Work to do: Return an exact copy of the lines from the one holding "In this photo, point at the black stripe" to the end of the data, including both the starting and final lines. Leave the pictures out.

(Position annotation records)
########################################
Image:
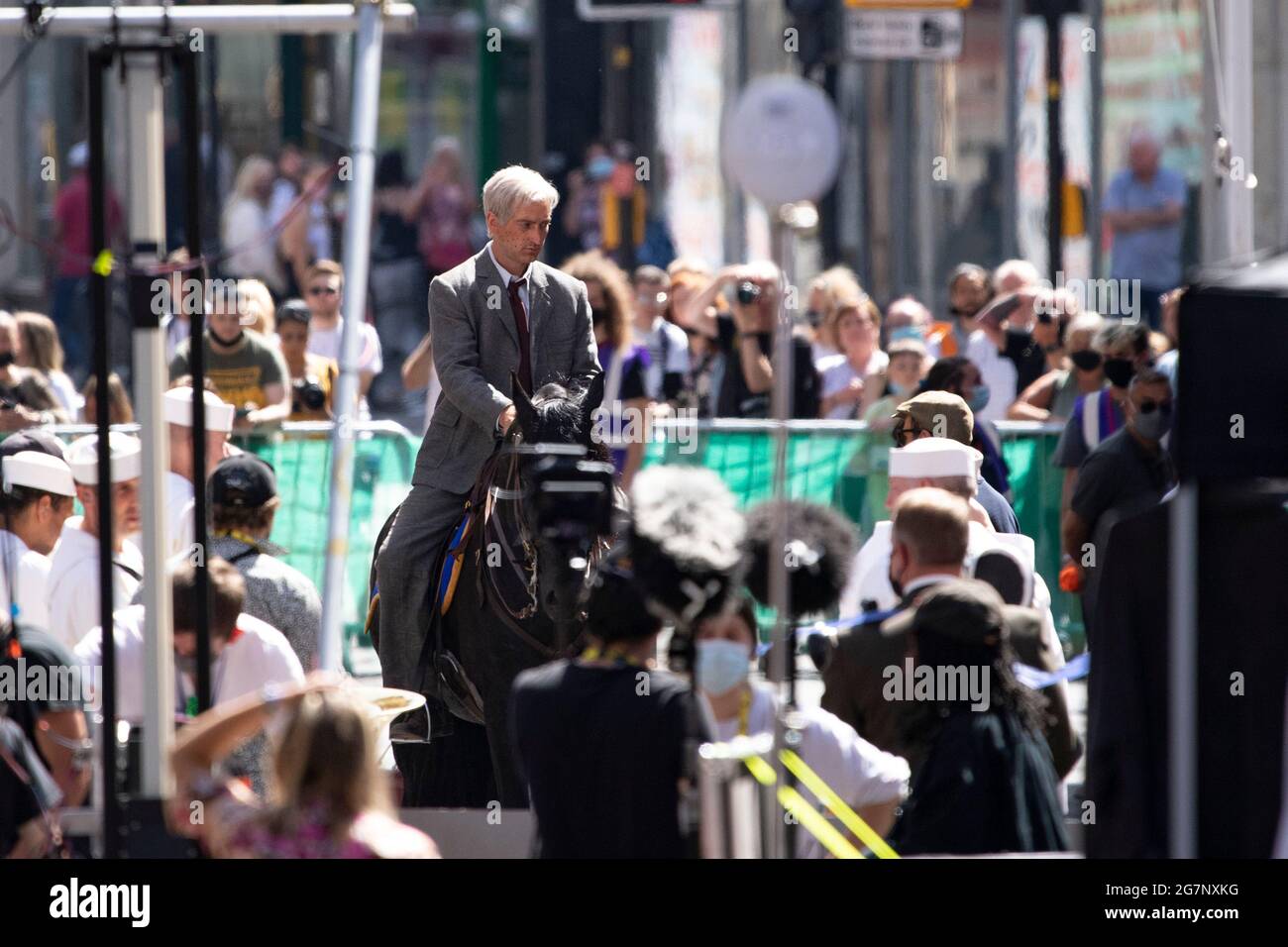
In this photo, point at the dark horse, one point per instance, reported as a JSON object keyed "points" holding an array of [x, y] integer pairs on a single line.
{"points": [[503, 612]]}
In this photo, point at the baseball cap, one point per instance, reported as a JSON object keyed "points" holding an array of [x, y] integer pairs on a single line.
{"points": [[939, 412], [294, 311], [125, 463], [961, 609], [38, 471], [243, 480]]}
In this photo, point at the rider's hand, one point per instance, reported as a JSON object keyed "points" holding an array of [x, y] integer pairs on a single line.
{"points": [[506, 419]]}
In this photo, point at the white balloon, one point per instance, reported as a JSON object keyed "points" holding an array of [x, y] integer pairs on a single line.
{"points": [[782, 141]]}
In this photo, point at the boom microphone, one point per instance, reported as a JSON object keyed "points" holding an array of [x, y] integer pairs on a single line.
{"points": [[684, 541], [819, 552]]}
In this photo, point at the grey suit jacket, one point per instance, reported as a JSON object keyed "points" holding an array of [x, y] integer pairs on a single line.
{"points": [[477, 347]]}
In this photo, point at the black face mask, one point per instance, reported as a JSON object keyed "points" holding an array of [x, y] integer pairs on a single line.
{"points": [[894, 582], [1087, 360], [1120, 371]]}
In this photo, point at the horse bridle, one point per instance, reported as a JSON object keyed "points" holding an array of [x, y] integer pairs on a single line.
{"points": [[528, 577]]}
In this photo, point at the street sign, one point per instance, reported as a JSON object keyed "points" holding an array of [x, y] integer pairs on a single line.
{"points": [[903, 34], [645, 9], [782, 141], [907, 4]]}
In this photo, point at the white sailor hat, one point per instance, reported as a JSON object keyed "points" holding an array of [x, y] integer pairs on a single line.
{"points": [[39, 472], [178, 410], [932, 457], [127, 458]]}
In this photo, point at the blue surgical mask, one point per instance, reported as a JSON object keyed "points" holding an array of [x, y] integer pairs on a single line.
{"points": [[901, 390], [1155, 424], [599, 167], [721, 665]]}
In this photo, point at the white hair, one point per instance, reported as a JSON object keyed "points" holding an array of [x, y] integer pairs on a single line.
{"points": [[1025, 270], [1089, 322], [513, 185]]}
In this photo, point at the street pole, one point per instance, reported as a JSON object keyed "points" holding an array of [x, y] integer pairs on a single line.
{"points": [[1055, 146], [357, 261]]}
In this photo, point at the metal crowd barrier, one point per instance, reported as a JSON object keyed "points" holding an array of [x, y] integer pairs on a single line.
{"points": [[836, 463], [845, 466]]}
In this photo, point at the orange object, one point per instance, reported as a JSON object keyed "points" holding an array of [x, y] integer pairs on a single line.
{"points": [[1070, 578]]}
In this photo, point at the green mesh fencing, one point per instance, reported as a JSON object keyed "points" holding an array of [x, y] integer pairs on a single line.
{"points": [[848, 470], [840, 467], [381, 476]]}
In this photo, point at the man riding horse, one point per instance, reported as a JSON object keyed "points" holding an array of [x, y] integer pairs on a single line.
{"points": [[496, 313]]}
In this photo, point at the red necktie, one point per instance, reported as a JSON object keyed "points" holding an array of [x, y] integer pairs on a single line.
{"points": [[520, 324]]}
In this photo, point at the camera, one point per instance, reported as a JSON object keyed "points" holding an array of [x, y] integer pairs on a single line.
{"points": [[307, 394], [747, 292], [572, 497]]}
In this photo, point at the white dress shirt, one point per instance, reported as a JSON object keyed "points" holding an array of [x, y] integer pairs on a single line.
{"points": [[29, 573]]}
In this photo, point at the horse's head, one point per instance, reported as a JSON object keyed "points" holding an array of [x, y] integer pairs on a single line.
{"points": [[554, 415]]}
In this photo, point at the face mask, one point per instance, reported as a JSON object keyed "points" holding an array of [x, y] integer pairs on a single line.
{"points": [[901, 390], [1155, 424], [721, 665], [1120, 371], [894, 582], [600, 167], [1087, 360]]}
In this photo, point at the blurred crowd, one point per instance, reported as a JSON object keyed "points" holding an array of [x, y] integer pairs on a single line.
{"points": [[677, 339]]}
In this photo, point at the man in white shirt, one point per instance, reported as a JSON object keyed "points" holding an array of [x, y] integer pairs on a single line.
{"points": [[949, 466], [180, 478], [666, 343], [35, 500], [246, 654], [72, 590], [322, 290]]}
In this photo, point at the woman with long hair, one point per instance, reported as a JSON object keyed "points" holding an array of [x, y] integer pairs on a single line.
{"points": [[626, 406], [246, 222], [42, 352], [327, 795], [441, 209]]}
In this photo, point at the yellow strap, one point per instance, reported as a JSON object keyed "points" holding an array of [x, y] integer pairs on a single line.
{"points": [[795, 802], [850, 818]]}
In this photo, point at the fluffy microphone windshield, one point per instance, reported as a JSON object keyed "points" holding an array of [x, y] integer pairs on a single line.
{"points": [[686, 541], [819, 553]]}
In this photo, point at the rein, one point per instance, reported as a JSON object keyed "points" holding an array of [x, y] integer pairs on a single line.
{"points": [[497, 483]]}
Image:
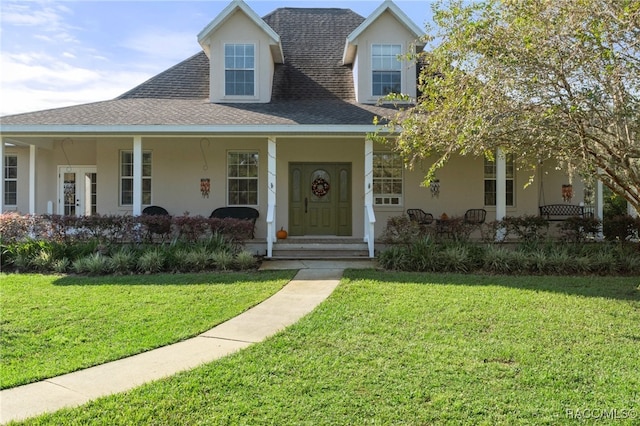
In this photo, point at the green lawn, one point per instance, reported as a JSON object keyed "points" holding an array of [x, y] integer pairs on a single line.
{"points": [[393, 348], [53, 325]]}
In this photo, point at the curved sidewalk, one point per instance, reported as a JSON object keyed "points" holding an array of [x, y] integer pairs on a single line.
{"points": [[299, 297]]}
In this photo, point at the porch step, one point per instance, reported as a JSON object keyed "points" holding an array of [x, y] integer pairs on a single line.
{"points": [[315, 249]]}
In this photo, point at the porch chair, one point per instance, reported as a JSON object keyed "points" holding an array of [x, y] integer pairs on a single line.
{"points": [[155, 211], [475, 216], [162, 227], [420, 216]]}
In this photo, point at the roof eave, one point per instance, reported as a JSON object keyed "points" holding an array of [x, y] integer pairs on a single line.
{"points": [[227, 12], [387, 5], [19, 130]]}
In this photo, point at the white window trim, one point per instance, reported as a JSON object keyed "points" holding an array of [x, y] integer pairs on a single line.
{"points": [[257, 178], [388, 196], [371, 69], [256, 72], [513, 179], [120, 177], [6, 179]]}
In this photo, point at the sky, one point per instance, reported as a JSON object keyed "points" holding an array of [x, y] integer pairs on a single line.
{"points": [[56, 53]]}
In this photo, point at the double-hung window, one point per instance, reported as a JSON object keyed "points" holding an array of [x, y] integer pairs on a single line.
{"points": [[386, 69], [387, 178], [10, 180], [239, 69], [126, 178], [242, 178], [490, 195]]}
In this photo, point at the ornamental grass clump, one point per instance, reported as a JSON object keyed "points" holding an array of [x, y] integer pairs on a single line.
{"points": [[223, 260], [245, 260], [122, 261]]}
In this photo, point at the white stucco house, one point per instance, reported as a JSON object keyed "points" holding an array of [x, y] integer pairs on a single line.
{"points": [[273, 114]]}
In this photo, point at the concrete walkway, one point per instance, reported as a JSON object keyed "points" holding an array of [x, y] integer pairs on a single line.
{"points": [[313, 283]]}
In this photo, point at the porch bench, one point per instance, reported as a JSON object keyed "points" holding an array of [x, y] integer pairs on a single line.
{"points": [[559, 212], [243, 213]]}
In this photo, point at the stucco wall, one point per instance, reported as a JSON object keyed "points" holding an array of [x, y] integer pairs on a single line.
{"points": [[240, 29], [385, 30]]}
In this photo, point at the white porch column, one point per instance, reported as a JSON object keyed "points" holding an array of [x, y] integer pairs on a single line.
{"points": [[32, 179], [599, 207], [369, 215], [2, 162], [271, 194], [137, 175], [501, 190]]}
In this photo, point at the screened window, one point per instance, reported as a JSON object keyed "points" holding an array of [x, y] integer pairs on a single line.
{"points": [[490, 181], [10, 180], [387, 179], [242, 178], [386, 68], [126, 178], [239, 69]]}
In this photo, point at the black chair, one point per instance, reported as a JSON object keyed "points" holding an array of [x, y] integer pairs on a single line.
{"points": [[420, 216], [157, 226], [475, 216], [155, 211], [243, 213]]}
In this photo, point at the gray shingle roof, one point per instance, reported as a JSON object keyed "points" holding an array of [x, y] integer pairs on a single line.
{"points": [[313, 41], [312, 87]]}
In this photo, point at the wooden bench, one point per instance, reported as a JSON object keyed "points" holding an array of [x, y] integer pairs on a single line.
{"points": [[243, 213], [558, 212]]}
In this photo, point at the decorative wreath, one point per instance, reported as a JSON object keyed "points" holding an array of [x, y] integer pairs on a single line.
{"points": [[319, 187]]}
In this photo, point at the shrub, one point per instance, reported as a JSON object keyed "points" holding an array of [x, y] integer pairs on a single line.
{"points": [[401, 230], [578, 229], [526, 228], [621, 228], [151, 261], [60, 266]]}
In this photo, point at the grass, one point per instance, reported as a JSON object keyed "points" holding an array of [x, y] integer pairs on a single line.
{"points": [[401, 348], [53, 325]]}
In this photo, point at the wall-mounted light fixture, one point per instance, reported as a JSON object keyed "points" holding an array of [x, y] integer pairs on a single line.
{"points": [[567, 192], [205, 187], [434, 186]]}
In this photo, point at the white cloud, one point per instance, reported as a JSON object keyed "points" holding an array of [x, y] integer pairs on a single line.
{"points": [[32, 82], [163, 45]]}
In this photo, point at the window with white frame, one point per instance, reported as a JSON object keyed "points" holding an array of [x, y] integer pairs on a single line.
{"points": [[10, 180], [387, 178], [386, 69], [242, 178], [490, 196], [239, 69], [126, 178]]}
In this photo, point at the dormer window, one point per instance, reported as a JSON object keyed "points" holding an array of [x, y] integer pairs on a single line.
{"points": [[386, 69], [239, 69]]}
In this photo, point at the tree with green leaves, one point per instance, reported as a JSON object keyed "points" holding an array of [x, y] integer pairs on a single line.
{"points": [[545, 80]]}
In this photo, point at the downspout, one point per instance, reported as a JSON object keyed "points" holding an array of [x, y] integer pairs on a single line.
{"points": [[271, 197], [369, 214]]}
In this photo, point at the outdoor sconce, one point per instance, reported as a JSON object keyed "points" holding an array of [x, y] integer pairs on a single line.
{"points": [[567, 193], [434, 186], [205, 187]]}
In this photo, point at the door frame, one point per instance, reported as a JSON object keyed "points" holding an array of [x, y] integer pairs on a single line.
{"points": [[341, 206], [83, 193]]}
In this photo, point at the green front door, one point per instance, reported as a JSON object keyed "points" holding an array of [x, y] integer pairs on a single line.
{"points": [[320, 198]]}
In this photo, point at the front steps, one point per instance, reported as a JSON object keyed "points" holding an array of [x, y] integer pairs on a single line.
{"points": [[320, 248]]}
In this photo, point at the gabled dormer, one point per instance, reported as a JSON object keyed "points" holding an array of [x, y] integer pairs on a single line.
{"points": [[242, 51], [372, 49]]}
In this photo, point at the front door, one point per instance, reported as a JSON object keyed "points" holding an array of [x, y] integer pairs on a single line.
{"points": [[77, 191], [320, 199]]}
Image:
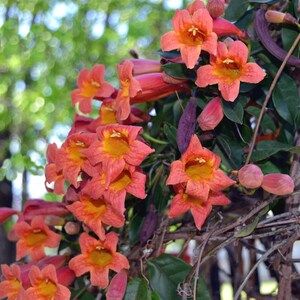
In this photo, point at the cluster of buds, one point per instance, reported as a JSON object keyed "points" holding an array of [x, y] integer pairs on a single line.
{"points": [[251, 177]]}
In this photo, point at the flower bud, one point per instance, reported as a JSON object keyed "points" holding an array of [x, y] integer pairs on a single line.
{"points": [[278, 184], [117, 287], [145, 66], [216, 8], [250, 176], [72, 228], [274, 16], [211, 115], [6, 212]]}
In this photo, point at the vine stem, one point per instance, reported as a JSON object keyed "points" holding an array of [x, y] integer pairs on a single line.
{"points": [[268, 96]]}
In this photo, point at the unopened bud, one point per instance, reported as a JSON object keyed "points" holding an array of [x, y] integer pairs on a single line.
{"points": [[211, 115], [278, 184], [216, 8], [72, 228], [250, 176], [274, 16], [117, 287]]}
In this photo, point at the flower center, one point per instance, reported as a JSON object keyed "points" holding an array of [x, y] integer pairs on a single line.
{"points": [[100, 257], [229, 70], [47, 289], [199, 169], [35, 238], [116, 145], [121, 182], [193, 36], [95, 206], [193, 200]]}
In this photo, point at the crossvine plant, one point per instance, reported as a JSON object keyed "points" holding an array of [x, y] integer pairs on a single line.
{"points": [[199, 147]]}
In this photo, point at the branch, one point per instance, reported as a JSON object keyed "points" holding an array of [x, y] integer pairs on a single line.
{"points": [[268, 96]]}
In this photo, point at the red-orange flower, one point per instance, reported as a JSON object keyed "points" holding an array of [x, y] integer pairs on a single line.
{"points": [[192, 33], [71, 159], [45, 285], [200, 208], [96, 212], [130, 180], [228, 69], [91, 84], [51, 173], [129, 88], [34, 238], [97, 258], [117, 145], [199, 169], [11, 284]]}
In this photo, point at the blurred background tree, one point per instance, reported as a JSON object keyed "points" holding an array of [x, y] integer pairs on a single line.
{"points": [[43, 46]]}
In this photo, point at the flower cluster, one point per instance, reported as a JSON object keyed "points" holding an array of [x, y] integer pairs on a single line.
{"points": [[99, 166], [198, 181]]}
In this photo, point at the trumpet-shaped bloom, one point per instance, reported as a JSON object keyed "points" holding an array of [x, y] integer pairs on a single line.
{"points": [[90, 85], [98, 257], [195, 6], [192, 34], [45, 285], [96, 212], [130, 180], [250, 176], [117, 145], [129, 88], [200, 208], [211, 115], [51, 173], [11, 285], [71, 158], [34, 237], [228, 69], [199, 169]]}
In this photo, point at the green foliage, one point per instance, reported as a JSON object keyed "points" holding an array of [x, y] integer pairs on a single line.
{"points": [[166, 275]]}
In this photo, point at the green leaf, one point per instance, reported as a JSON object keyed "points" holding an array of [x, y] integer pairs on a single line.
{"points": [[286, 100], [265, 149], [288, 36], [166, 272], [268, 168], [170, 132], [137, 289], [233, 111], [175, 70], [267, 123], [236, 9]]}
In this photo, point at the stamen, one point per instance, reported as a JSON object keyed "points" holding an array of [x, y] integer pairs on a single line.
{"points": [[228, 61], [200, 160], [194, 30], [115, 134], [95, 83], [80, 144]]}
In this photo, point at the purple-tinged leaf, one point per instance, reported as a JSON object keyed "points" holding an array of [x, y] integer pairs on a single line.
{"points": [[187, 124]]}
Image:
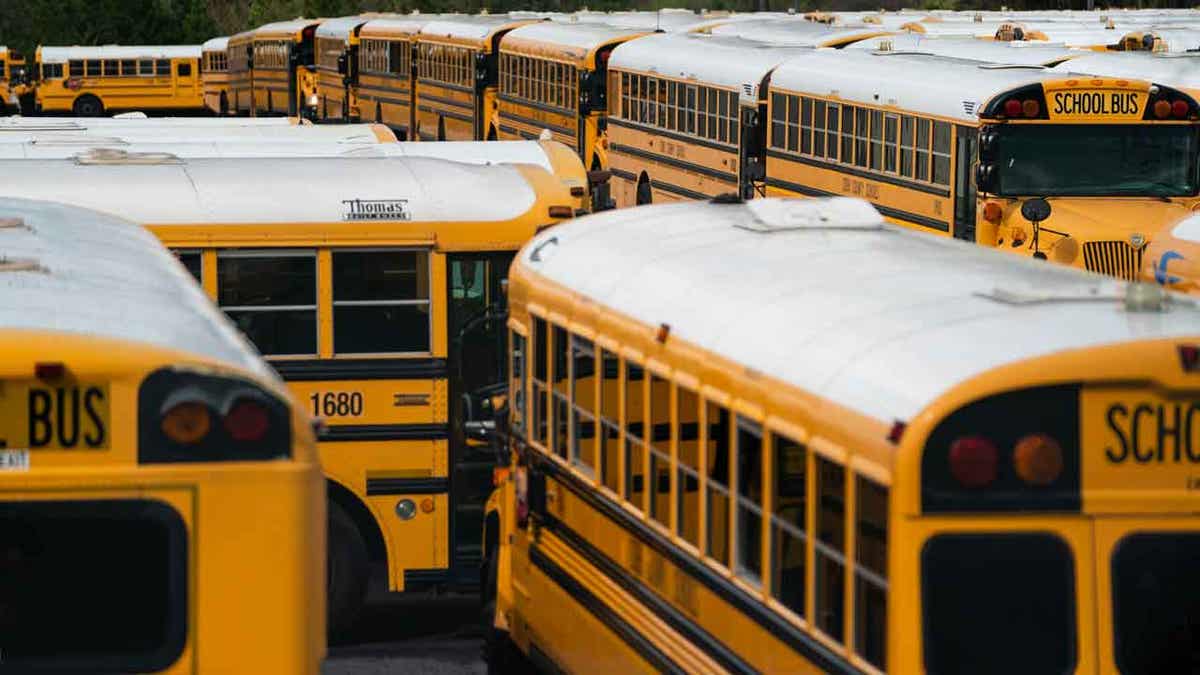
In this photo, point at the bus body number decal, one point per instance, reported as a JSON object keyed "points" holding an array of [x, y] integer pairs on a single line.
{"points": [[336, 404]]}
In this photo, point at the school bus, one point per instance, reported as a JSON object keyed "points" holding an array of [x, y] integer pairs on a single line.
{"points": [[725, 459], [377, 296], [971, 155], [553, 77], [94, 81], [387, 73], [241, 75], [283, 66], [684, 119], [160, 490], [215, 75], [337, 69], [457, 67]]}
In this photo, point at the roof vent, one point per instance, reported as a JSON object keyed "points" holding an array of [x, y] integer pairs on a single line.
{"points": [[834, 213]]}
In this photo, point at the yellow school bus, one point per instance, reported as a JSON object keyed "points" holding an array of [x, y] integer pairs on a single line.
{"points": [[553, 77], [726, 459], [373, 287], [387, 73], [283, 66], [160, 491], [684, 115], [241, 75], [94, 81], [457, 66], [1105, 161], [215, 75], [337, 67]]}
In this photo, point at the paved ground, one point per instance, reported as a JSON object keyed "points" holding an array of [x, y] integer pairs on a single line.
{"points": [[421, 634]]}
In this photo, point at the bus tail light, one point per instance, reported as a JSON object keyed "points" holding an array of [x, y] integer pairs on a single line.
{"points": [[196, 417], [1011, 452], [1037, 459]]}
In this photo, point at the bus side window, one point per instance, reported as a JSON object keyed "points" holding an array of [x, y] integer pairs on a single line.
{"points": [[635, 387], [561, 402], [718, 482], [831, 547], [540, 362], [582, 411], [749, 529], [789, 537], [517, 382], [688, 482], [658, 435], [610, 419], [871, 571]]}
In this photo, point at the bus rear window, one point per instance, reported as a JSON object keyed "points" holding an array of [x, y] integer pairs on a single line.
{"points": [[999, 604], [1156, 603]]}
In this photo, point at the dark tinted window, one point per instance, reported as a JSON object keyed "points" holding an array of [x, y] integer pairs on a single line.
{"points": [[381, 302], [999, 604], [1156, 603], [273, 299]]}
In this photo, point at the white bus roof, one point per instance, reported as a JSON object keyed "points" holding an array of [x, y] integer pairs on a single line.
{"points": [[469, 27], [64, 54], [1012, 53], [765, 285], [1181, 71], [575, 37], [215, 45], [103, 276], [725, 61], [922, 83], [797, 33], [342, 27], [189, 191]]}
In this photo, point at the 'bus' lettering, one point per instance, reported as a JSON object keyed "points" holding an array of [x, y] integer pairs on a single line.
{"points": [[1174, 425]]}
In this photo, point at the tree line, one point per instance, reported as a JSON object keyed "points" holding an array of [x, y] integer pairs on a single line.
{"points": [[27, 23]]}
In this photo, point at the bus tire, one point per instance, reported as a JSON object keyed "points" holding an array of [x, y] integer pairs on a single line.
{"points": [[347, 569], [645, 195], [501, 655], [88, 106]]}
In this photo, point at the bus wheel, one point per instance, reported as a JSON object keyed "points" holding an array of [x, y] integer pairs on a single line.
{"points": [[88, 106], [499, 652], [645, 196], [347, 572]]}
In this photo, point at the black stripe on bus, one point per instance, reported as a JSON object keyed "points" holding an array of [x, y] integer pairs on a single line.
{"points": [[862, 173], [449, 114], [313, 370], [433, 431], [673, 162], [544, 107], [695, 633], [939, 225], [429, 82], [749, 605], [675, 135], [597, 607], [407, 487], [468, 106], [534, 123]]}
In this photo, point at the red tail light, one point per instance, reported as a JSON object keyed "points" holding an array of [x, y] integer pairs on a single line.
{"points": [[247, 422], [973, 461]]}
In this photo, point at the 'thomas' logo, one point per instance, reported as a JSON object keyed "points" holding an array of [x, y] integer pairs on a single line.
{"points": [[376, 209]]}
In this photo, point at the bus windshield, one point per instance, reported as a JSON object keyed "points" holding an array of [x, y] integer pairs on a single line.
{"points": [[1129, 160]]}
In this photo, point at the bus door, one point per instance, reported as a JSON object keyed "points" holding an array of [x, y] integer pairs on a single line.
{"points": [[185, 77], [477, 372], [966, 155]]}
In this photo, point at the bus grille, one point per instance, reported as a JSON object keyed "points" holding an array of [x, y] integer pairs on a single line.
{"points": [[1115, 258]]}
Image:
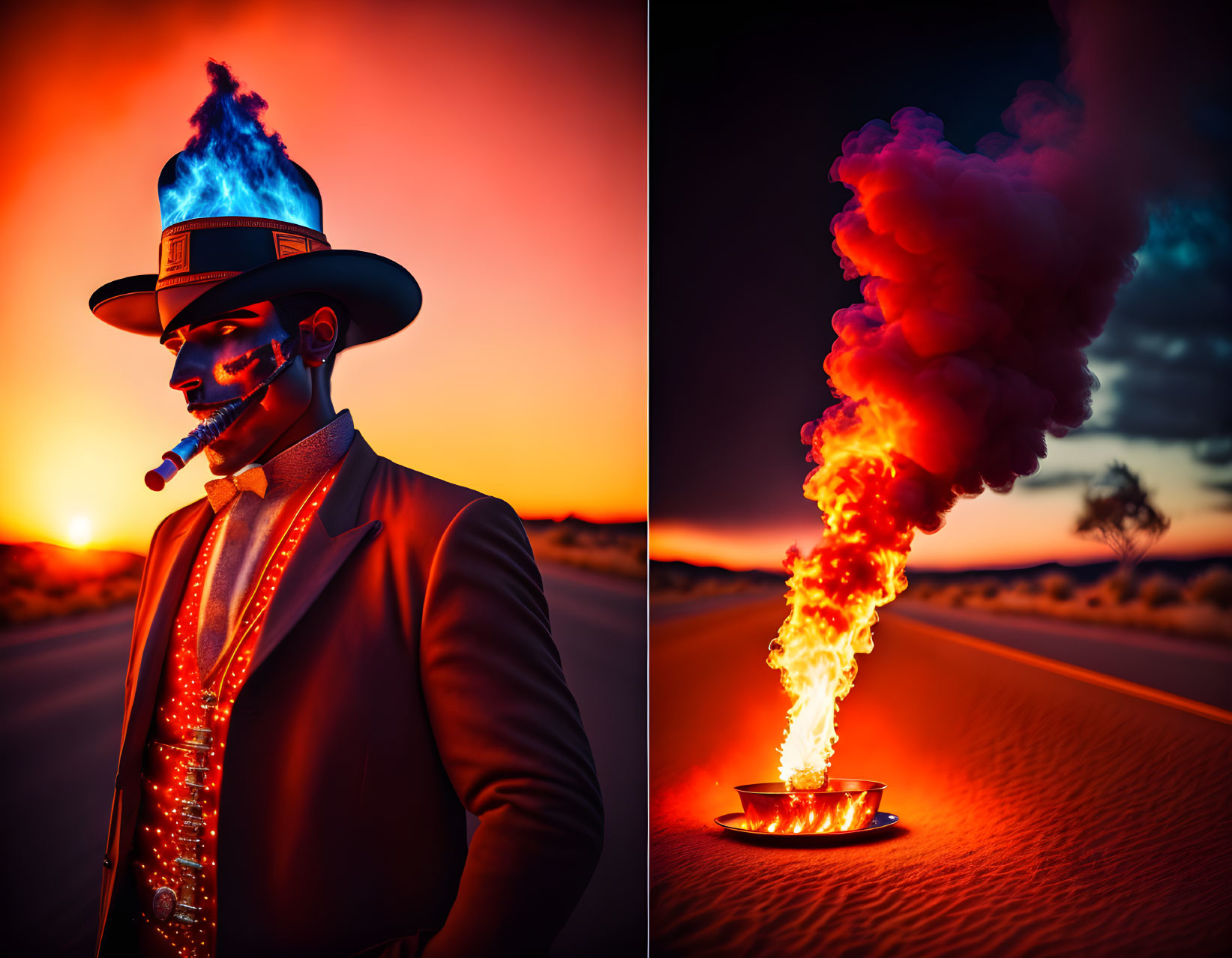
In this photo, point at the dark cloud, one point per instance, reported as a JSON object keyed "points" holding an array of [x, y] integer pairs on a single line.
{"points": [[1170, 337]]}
########################################
The result:
In this photo, point at the black stripe on bus, one point per instance, reported as a JSON object keyed "points" holding an array of [x, y] integer pairs on a single line.
{"points": [[862, 173], [449, 114], [313, 370], [433, 431], [673, 162], [544, 107], [695, 633], [939, 225], [429, 82], [749, 605], [675, 135], [597, 607], [407, 487], [468, 106], [534, 123]]}
In this photo, point at the red tail light, one point per instance, reported as a JSON object keyed "points" holding an array of [x, y] integer pairs on a single line.
{"points": [[247, 422], [973, 461]]}
In this photo, point at the 'thomas' logo, one point per instance, reported as a JSON object keyed "points" holding an array of [x, y] integer pairs on a single line.
{"points": [[376, 209]]}
In this photo, point at the bus windshield, one point per instance, reported as a JSON object keyed "points" holding an array of [x, y] integer pairs on a single line.
{"points": [[1129, 160]]}
In this photo, point at the bus door, one point per instance, reported as a JSON object keyed "points" holding an array of [x, y] integer pairs on a single line.
{"points": [[185, 77], [477, 372], [966, 155]]}
In this photo, point at the bus grille, one point per instance, reported as a JSON object keyed "points" holding an array of [x, y] integer pairs on a single line.
{"points": [[1115, 258]]}
Image:
In this photo, point at the dark cloud, one point per instance, reported as a JSON object keyed "points" holding an array of [x, y] integer pairs on a single line.
{"points": [[1170, 337]]}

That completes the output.